=== Begin Enclosure ===
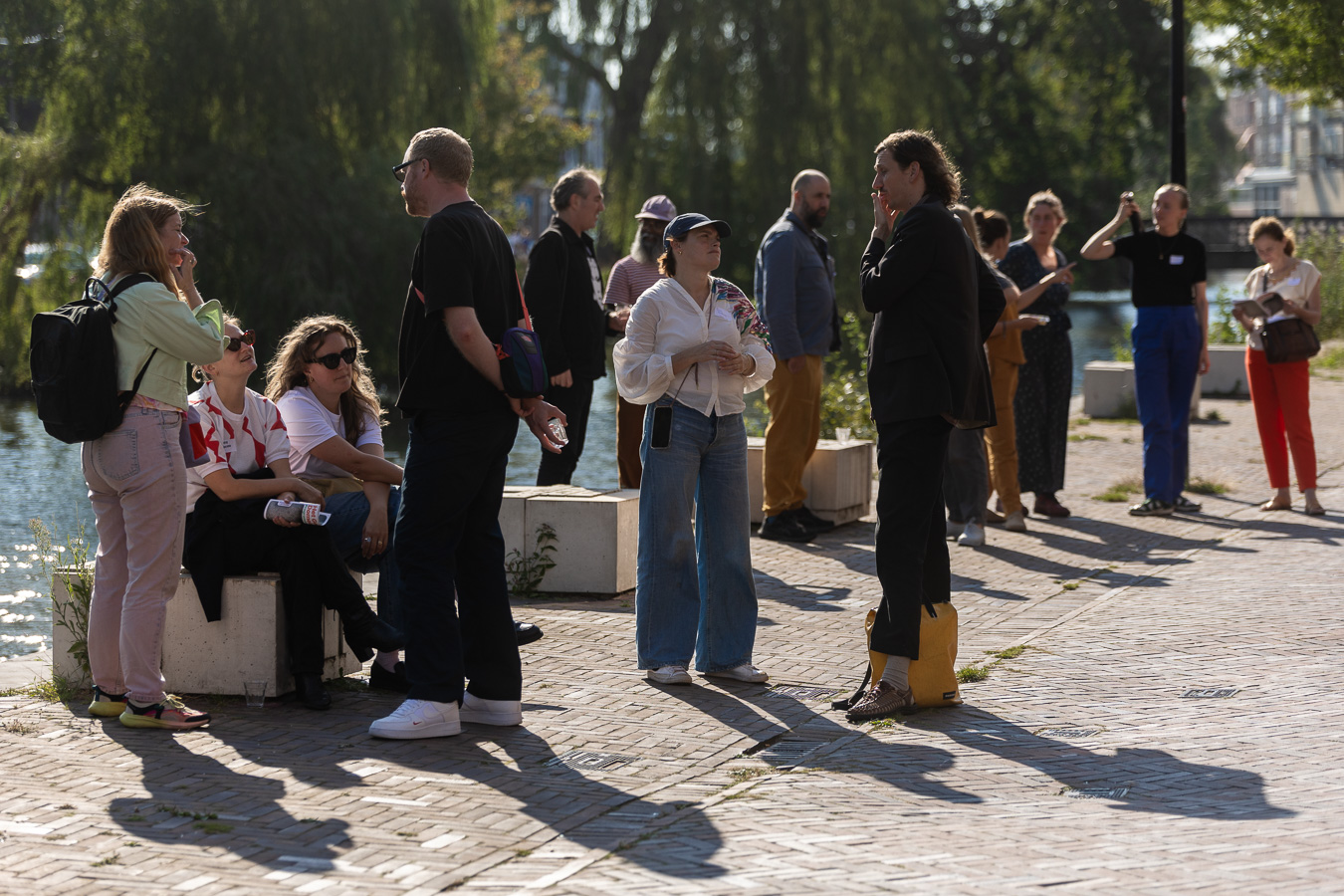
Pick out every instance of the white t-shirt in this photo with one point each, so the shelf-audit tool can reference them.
(237, 442)
(310, 425)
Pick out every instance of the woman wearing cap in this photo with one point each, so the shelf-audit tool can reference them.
(692, 346)
(629, 278)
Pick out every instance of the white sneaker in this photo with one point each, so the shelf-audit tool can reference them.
(418, 719)
(746, 672)
(974, 537)
(671, 675)
(490, 712)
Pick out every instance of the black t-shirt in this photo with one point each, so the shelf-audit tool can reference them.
(463, 261)
(1166, 268)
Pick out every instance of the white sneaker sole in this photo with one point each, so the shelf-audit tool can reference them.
(437, 730)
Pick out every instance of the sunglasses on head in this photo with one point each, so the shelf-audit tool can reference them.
(333, 361)
(238, 341)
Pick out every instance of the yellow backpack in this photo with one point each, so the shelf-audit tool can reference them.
(933, 676)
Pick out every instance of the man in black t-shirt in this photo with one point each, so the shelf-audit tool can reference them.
(461, 299)
(1170, 337)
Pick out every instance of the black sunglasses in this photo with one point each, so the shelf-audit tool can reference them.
(238, 341)
(333, 361)
(399, 171)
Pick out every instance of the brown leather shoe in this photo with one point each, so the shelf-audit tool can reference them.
=== End Enclosure ===
Write down exactly the line that contains "Pick out every instance of the sunglasses" along with all later lines of the material, ending at its final line.

Pick out every instance of the sunglasses on head in this photo with one point each, so the shelf-audit tool can reference them.
(333, 361)
(238, 341)
Pick out every instance of the yellow backpack in this photo with one point each, so the shelf-audit tool can reference them.
(933, 676)
Pick out every instance of the man in black t-shirt in this photo with one point each, so the shelf-audit tool can reference them.
(461, 299)
(1170, 337)
Pick out every instance of the black sunglasses in this photo with one point each, so the shelf-audit tool can reference them.
(238, 341)
(333, 361)
(399, 171)
Pick out every instance of the brown leather shoe in this photo with one point each, so the shelf-audit tool can reference them.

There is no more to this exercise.